=== Recorded information ===
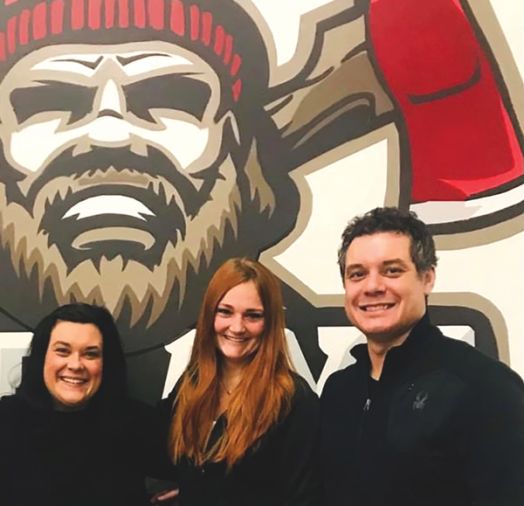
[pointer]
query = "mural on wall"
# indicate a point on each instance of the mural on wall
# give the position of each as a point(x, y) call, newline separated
point(146, 141)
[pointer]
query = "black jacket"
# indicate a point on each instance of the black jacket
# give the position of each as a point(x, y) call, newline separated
point(444, 426)
point(91, 457)
point(281, 470)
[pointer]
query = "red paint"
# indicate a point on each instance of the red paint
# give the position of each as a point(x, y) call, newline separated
point(219, 40)
point(77, 14)
point(11, 34)
point(177, 17)
point(207, 27)
point(57, 16)
point(235, 64)
point(94, 19)
point(2, 46)
point(155, 10)
point(463, 143)
point(109, 8)
point(237, 89)
point(123, 13)
point(140, 13)
point(194, 13)
point(228, 49)
point(23, 27)
point(40, 21)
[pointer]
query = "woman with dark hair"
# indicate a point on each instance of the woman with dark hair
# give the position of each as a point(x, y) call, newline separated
===
Write out the lines from the start of the material to the line with "# indicate a point on each instance of the red", inclusive and exactly. Skip the pictures.

Response to the exercise:
[pointer]
query = "mural on wall"
# indicate a point on each instance of the mural on wall
# give the position of each as a point(x, y) call, newline separated
point(146, 141)
[pointer]
query = "black jacket"
# indicate a point on each instance of the black jacket
# give the position of each as a point(x, y) call, newline separated
point(444, 426)
point(91, 457)
point(281, 470)
[pointer]
query = "red paint"
# indicate a point on each instance of the red paint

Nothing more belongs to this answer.